Exercise text

.....

I agree with alot of what you are saying. I do not understand why you are so upset.
I hope you get my drift....I had horrible acne until I was 37 - diet did not help, nothing helped...everybody thought I ate junk food...no, it was just the way my body reacted to different things, that is all. Yet, because I ate a good diet most of the time, I really do not have the scarring I could have had. So I had a health problem that I controlled as best as I could with diet, although it was not the only answer. I did what I could, although I suffered through most of it for years.
Since you do not want to read about Dr. Brewer's diet, you should know that his research was instrumental in changing the ob/gyn's rule at the time of pregnant women gaining no more than twenty pounds. (I had a homebirth midwife who was anxious about my weight gain!) His studies were based on many other studies which said that protein and salt had a place on every pregnant woman's diet. Before Dr. Brewer, I had many friends who were put on lasix for their fluid retention. Now, I rarely know of any pregnant women who are put on diet pills (yes!) or diuretics, but it was extremely common twenty years ago.
Mostly my main complaint with medical doctors is that they do not think diet is all that important. I have my Father's medical books from the 1930's, 40's, and 50's which state that it does not matter what a pregnant woman eats since the placenta is a "bloody sieve" and the baby simply grows without much input from the mother. This is how tragedies as DES were pulled off - the doctors did not think the hormones would cross the placenta and affect the baby. These are old doctor tales.
Dr. Brewer is not the only doctor who has done this research. He is backed up by solid research and studies from all around the world of nutrition and dietary research.
abit

T, but about good doctors and not disputing their advice......

.....

What this exercise asks
a) Transcribe the part of the post on diet in pregnancy starting with "Dr. Brewer is" and going on through "and dietary research.".
b) Write the next part of the post on diet in pregnancy, picking up after its last line.

Dataset content
.....

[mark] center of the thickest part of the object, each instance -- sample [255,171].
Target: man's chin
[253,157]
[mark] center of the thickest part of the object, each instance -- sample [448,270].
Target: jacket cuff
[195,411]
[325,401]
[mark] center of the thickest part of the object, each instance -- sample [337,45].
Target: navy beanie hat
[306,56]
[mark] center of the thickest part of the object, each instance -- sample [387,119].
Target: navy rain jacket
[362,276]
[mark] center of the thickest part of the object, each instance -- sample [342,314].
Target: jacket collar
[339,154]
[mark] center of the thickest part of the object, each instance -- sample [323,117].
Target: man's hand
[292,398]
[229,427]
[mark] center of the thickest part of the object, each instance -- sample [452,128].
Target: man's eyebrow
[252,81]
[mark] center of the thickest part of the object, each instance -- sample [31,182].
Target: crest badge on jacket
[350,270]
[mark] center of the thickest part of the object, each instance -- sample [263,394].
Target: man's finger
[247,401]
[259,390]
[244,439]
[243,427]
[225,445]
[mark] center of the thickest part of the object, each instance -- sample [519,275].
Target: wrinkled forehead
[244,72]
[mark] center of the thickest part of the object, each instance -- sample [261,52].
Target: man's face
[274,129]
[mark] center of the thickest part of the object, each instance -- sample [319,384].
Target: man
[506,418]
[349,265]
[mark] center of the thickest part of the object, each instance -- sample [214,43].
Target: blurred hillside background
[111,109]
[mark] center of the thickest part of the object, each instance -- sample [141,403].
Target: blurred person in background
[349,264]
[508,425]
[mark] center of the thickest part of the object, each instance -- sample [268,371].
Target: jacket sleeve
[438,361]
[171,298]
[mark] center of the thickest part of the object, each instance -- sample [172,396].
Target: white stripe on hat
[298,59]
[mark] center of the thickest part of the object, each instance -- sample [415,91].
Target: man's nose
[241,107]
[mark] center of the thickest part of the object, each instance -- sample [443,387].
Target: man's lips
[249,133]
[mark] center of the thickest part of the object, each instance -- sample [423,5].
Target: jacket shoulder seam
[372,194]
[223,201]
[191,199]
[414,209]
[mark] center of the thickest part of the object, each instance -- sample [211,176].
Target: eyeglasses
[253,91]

.....

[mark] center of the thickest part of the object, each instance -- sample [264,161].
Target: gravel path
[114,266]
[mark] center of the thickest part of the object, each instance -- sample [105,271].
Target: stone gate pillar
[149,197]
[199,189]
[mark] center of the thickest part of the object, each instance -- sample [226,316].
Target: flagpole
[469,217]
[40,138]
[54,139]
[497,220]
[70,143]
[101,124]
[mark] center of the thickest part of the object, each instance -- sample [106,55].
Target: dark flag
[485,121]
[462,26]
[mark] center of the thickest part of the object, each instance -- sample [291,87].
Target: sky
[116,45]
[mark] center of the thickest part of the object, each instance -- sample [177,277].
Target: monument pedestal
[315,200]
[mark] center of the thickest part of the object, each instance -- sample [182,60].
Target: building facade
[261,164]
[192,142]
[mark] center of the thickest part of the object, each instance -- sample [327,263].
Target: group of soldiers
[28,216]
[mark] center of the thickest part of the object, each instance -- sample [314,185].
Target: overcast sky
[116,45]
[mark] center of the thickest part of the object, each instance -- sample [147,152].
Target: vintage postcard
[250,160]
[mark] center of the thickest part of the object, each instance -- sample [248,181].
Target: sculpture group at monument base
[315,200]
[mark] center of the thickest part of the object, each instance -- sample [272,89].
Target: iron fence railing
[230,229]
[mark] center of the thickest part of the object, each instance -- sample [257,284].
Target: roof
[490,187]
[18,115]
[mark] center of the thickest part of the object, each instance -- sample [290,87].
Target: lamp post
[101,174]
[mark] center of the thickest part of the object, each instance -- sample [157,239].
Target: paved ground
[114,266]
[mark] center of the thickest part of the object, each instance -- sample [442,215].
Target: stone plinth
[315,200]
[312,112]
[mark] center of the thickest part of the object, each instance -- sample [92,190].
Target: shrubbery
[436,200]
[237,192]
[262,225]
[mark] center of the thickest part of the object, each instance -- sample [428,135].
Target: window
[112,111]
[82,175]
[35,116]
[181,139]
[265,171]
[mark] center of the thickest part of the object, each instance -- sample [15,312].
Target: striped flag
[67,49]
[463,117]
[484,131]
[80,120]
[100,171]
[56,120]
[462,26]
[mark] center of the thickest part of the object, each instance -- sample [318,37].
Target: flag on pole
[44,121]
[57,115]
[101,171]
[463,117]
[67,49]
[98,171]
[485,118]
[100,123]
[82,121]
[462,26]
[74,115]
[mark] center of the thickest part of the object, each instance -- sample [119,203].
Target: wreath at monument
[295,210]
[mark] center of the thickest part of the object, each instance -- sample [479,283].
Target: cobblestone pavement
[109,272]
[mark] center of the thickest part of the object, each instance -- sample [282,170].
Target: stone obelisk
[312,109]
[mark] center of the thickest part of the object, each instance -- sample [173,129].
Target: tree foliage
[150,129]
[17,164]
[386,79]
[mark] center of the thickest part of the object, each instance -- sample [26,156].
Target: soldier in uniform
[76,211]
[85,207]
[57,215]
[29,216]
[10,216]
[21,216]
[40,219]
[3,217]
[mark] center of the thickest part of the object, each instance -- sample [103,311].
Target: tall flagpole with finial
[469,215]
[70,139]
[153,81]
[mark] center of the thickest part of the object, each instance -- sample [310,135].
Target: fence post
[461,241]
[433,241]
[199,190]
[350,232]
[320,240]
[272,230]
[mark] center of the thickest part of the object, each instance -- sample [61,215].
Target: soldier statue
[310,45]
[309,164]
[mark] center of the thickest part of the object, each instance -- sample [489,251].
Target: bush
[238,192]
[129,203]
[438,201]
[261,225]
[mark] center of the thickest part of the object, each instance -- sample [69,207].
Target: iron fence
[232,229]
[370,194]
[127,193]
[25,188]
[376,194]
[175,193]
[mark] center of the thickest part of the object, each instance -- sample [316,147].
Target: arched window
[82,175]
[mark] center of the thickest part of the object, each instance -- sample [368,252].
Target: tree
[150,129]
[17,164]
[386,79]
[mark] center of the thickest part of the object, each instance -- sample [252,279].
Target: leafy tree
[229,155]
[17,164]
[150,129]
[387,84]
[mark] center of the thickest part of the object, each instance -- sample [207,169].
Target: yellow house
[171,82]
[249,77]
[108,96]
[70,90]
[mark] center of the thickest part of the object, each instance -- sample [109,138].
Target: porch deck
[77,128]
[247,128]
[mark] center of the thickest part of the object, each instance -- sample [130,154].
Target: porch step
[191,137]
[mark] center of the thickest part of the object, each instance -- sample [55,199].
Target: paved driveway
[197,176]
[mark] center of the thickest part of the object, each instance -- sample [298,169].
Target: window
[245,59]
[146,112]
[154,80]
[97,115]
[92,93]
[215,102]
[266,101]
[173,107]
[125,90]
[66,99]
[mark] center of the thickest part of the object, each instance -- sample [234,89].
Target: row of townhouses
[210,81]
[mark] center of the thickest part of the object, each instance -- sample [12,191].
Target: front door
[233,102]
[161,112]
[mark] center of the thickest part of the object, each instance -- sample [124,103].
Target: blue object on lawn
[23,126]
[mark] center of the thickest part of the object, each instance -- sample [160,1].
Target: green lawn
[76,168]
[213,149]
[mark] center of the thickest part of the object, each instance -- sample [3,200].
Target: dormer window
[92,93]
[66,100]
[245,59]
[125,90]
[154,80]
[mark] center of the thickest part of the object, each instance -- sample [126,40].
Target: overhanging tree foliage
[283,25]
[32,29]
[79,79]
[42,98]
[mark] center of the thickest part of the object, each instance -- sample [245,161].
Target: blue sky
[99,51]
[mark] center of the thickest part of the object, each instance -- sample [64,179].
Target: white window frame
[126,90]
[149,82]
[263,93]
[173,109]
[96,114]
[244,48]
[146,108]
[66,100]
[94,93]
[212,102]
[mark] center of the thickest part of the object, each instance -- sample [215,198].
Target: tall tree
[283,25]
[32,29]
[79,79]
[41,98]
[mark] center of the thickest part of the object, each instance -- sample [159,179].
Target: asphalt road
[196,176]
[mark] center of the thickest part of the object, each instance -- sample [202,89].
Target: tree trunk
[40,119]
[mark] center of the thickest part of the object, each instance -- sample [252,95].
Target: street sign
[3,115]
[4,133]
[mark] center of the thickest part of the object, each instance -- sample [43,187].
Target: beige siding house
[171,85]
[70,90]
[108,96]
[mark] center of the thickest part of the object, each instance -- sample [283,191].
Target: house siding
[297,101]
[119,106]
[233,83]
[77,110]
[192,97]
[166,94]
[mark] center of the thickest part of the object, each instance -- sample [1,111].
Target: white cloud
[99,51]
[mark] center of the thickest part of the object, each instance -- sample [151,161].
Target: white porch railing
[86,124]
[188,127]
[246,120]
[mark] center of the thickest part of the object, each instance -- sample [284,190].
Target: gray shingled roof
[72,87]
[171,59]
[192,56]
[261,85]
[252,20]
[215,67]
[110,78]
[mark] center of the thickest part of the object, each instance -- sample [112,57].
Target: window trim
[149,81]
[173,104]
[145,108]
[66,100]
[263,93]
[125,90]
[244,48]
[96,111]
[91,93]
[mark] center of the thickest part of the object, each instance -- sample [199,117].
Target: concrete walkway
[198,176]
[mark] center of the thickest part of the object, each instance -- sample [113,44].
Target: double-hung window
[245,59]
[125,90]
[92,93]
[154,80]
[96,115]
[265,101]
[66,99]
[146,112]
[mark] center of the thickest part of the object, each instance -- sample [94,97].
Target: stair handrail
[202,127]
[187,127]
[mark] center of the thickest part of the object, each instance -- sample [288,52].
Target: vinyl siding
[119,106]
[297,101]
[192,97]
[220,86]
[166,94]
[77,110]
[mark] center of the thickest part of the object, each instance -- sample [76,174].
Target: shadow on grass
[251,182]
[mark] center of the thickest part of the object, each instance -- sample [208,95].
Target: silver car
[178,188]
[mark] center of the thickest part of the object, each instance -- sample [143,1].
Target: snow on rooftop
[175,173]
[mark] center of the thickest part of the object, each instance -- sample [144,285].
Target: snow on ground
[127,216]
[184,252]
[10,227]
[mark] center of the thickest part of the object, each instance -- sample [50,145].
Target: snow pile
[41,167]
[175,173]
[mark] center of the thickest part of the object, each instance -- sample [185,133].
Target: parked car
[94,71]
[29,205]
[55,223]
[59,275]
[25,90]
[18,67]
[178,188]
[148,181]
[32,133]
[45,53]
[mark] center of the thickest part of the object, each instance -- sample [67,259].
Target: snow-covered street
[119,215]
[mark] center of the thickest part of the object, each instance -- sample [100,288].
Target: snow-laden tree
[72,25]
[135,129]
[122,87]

.....

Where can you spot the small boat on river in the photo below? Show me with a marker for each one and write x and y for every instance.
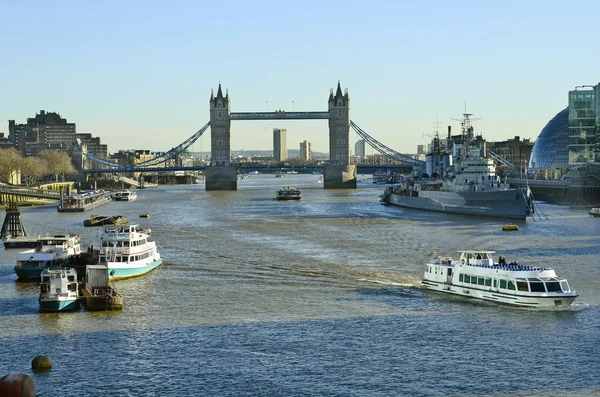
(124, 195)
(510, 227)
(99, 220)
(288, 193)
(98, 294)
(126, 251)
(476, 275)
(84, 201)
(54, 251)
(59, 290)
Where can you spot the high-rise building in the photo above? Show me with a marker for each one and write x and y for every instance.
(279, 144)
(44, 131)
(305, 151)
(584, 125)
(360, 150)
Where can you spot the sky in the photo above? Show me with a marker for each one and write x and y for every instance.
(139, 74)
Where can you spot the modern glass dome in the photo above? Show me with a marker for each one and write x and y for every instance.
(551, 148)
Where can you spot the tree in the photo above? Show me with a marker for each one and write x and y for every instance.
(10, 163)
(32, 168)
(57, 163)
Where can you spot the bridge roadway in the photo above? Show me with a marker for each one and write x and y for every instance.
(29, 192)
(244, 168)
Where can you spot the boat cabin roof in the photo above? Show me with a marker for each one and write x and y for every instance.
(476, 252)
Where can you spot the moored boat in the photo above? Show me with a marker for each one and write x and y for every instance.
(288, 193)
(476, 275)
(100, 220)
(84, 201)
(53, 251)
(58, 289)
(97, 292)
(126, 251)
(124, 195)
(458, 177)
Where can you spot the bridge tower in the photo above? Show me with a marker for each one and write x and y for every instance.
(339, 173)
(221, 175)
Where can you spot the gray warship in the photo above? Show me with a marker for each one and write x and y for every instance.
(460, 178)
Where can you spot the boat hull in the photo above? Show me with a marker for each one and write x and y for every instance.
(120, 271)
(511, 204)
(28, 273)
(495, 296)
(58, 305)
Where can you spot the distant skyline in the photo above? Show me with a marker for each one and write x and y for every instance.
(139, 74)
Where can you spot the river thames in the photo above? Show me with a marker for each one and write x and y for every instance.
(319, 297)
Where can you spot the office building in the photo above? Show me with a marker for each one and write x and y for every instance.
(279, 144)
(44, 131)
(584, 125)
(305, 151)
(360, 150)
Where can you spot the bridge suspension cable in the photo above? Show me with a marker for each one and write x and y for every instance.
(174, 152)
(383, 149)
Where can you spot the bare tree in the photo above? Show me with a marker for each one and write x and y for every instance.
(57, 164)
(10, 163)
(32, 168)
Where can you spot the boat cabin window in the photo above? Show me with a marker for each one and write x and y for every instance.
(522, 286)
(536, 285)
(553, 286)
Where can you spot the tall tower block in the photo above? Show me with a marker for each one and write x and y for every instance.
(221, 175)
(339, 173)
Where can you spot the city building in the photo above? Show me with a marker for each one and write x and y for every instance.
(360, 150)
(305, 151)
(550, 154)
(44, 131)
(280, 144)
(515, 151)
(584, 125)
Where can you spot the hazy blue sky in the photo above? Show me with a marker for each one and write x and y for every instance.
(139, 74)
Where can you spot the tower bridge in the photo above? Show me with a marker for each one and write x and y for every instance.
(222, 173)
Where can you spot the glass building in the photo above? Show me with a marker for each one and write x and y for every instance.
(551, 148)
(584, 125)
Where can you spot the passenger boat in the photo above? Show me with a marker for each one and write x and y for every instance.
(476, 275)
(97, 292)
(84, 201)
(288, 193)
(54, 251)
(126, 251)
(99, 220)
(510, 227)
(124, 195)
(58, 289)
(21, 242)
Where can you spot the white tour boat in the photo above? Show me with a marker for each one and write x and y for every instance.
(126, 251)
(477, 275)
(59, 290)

.....

Answers for the exercise
a)
Dr. Brewer is not the only doctor who has done this research. He is backed up by solid research and studies from all around the world of nutrition and dietary research.

b)
...editted to add: There was a NOVA presentation some years ago on PBS. It was about a parent whose son had constant seizures. The little boy had to wear a helmut on his head to prevent further brain damage from the throes of the seizures. The doctors at the research laboratory, which was connected to a medical school, controlled the little boy's seizures by dosing him with phenobarbitol, a very addicting, very powerful tranquilizer. Then the father went to the medical library connected to the very clinic he was taking his son and read the information on his son's condition. ( Do not know how he could use their library; often medical school libraries are off limits to the public) The information was about a high fat diet that could control seizures. The information was backed up by solid medical studies and a solid grounding in the understanding of how the melanin (sp?) wrappings on the nerves behave with fat in the diet. The research further stated that the child will outgrow the seizures after a while and the child can eat a normal diet as an adult. The father presented this information to the doctors. They said they knew all about it. They were not impressed. So the father fed his son bacon, eggs, cream, and fatty meats, and his seizures subsided...why didn't the doctors feed him the way the research in their own libraries tell them? I guess it is the $. More profits from helmuts and phenobarbitol that from feeding the boy bacon and eggs....although, I guess one can say the cardiologists might make out in the end.